GIVEN PROBLEM:
Format every row below as a JSON list of strings, one string per line, leaving out any blank lines.

SUPPLIED RECORDS:

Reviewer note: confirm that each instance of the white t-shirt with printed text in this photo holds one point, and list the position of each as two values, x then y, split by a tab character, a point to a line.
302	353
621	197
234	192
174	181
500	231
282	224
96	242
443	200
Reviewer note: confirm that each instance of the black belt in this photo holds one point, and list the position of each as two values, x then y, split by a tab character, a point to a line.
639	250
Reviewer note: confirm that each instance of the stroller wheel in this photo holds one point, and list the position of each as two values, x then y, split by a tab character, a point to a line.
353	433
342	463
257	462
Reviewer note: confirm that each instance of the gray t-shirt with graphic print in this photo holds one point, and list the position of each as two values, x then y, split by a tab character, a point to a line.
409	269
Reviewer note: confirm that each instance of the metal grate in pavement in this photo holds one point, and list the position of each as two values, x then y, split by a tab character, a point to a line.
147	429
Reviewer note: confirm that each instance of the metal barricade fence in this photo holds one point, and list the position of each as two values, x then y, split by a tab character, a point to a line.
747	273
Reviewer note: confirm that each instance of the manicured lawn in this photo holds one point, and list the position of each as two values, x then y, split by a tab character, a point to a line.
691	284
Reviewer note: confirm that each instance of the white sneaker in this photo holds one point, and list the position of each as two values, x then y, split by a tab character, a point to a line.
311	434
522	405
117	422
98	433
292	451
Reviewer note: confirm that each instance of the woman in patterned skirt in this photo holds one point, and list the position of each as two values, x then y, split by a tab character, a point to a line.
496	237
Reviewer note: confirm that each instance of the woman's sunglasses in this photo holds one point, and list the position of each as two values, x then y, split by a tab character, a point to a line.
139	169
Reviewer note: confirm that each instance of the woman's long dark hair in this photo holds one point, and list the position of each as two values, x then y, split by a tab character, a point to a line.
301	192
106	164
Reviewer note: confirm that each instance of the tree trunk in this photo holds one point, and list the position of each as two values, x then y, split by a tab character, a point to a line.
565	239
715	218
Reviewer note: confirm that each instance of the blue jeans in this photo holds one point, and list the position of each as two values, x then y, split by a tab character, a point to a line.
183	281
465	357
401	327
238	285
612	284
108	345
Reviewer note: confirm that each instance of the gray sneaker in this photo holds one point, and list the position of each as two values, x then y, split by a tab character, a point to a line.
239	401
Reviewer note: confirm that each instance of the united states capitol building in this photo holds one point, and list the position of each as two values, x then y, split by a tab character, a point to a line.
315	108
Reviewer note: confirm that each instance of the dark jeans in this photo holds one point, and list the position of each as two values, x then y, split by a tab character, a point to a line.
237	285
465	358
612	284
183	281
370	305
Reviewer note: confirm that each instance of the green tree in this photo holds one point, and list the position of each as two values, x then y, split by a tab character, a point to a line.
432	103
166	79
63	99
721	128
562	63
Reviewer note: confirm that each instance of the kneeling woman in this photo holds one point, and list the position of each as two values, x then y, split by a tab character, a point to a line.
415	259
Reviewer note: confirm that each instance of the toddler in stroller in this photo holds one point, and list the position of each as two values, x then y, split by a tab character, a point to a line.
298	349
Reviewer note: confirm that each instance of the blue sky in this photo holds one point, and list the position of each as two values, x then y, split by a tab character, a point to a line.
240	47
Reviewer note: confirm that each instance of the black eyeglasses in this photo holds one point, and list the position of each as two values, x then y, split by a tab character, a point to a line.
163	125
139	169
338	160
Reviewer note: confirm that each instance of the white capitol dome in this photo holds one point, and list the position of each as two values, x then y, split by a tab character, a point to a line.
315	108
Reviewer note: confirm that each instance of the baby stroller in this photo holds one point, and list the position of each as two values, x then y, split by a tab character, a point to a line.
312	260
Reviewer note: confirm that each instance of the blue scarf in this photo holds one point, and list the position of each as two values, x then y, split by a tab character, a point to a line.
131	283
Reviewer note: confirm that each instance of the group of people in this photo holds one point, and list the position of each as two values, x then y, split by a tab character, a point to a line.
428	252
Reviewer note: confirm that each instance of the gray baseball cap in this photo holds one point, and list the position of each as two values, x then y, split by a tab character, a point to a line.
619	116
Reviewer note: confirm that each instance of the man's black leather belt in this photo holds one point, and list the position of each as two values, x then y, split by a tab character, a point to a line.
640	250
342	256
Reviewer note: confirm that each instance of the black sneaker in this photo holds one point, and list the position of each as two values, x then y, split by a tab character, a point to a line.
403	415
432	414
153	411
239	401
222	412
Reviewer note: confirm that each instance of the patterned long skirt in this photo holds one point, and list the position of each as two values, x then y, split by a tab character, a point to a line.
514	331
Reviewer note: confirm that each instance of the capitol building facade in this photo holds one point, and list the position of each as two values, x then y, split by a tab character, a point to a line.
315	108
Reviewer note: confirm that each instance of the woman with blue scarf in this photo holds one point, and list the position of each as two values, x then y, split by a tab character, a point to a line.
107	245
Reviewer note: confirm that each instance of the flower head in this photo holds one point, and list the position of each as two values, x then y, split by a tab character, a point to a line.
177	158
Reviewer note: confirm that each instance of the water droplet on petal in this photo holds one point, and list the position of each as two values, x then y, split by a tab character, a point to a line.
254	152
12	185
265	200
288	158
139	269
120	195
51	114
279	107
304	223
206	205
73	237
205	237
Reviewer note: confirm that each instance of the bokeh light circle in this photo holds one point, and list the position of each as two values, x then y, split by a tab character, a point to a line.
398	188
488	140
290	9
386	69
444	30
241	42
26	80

TASK RESPONSE:
[
  "Reviewer note: confirm that each instance of the white t-shirt with printed text in this photo holds one point, and list the position of each as two values, x then y, split by a tab character, a point to a line.",
  "302\t353",
  "621\t197",
  "234\t192",
  "174\t181",
  "500\t231",
  "282\t224",
  "96\t242",
  "443\t200",
  "Reviewer note: confirm that each instance of the black belt in this photo holds one point, and list the position of each as two values, x then y, split by a tab character, a point to a line.",
  "639\t250",
  "Reviewer note: confirm that each instance of the stroller wheel in this photo holds one point, and list the position of each as two values, x then y, split by a tab character, a point to a line.",
  "353\t433",
  "342\t463",
  "257\t462",
  "Reviewer note: confirm that each instance of the gray t-shirt with graphic print in this photo holds one point, and list the position of each as two values, x then y, split by a tab character, a point to a line.",
  "409\t269",
  "Reviewer note: confirm that each instance of the metal grate in pavement in this photo holds one point, and list the position of each as two values, x then y, split by a tab character, a point to a line.",
  "147\t429",
  "Reviewer note: confirm that each instance of the metal barricade fence in this photo holds one point, and list the position of each as two values, x then y, split by a tab character, a point to a line.",
  "747\t273",
  "Reviewer note: confirm that each instance of the manicured lawn in this photo holds one point, and list the position of each as two values, x then y, split by a tab character, a point to a line.",
  "691\t284",
  "Reviewer note: confirm that each instance of the white sneaker in this photo holds one point, and list the position of each as two values, x then y, split by a tab character, a point to a line.",
  "311\t434",
  "522\t405",
  "117\t422",
  "98\t433",
  "292\t451",
  "Reviewer note: confirm that each instance of the woman in patterned skirt in this photo holds one point, and list the position of each as two values, x then y, split by a tab character, a point to a line.",
  "496\t237",
  "Reviewer note: confirm that each instance of the woman's sunglasses in this photo holds one point, and list the position of each as two values, x then y, split by a tab character, a point to a line.",
  "139\t169",
  "Reviewer note: confirm that each instance of the woman's long dark hair in this photo holds one point, and list the position of each as two values, x then y, split by a tab character, a point to a line.",
  "301\t192",
  "106\t164",
  "Reviewer note: confirm that each instance of the tree trunk in this photo holds one point, and list the position of each as two values, x then y, split by a tab character, a point to a line.",
  "565\t239",
  "715\t218",
  "Reviewer note: confirm that each instance of the blue jeans in this photo holds one point, and list the position of each as two values, x then y, split by a tab character, a point to a line.",
  "183\t281",
  "465\t357",
  "401\t327",
  "238\t285",
  "612\t284",
  "108\t345",
  "Reviewer note: confirm that each instance of the gray sneaker in this photo holds one point, and list the position of each as two values, x then y, split by a tab character, a point to a line.",
  "239\t401",
  "Reviewer note: confirm that each instance of the united states capitol building in this photo holds one point, and list the position of each as two values, x then y, split by a tab character, a point to a line.",
  "315\t108",
  "Reviewer note: confirm that each instance of the dark jeans in this photo holds one point, and list the position of each as two values, x then y, split by a tab character, a point to a line.",
  "237\t285",
  "465\t358",
  "612\t284",
  "183\t281",
  "370\t305",
  "Reviewer note: confirm that each instance of the green tree in this photo holds one point, and list the position of each as two values, x then y, split by a tab character, a point to a line.",
  "432\t103",
  "166\t79",
  "63\t99",
  "721\t128",
  "562\t63",
  "Reviewer note: confirm that each instance of the kneeling woman in this photo holds one point, and list the position of each as two values, x then y, split by a tab character, a point to a line.",
  "415\t259",
  "Reviewer note: confirm that each instance of the toddler in stroller in this photo holds one point, and list the position of each as two values, x then y, split by a tab character, a point to a line.",
  "298\t349",
  "Reviewer note: confirm that each instance of the blue sky in this photo holds one point, and list the position of each as two values, x then y, split by a tab character, a point to a line.",
  "240\t47",
  "Reviewer note: confirm that each instance of the black eyeglasses in this photo holds one point, and list the position of each as two values, x then y, split by a tab character, a point to a line.",
  "163\t125",
  "139\t169",
  "338\t160",
  "Reviewer note: confirm that each instance of the white capitol dome in this photo holds one point, and list the position of each as two values, x then y, split by a tab character, a point to a line.",
  "315\t108",
  "Reviewer note: confirm that each instance of the baby stroller in this photo holds one point, and list the position of each as two values, x then y, split by a tab character, a point to a line.",
  "312\t260",
  "Reviewer note: confirm that each instance of the blue scarf in this photo holds one point, and list the position of each as two values, x then y, split by a tab character, a point to a line.",
  "131\t283",
  "Reviewer note: confirm that each instance of the group of people in this photo holds one point, and list the position of each as two values, x then y, split by a tab character, a point to a line.",
  "428\t252",
  "Reviewer note: confirm that each instance of the gray baseball cap in this photo holds one point, and list the position of each as two values, x then y, split by a tab character, a point to a line.",
  "619\t116",
  "Reviewer note: confirm that each instance of the man's black leather belt in this photo holds one point, and list the position of each as two values, x then y, split by a tab character, a point to a line.",
  "640\t250",
  "342\t256",
  "Reviewer note: confirm that each instance of the black sneaker in this photo holds one point, and list the position of each as two values, x then y, split by a tab character, a point to a line.",
  "403\t415",
  "432\t414",
  "153\t411",
  "239\t401",
  "222\t412",
  "Reviewer note: confirm that each instance of the patterned long skirt in this photo holds one point, and list the position of each as two values, x then y, split by a tab character, a point to a line.",
  "514\t331",
  "Reviewer note: confirm that each instance of the capitol building facade in this photo holds one point, and list the position of each as two values, x then y, split by a tab character, a point to a line.",
  "315\t108",
  "Reviewer note: confirm that each instance of the woman with blue scarf in this photo holds one point, and list the position of each as two values, x then y, split by a tab character, a point to a line.",
  "107\t245",
  "Reviewer note: confirm that each instance of the flower head in this photo holds one point, and list the position of each as two values, x then y, split by a tab character, a point to a line.",
  "177\t158",
  "Reviewer note: confirm that each instance of the water droplet on petal in this photo holds one point, and list the position of each as two values, x then y, split by a tab character, a point to a line.",
  "254\t152",
  "12\t185",
  "265\t200",
  "288\t158",
  "139\t269",
  "120\t195",
  "51\t114",
  "279\t107",
  "304\t223",
  "206\t205",
  "73\t237",
  "205\t237",
  "Reviewer note: confirm that each instance of the bokeh light circle in this photo holds one point, and list the position of each as two values, x then y, split by a tab character, a point to a line.",
  "398\t188",
  "488\t140",
  "290\t9",
  "386\t69",
  "444\t30",
  "241\t42",
  "26\t80"
]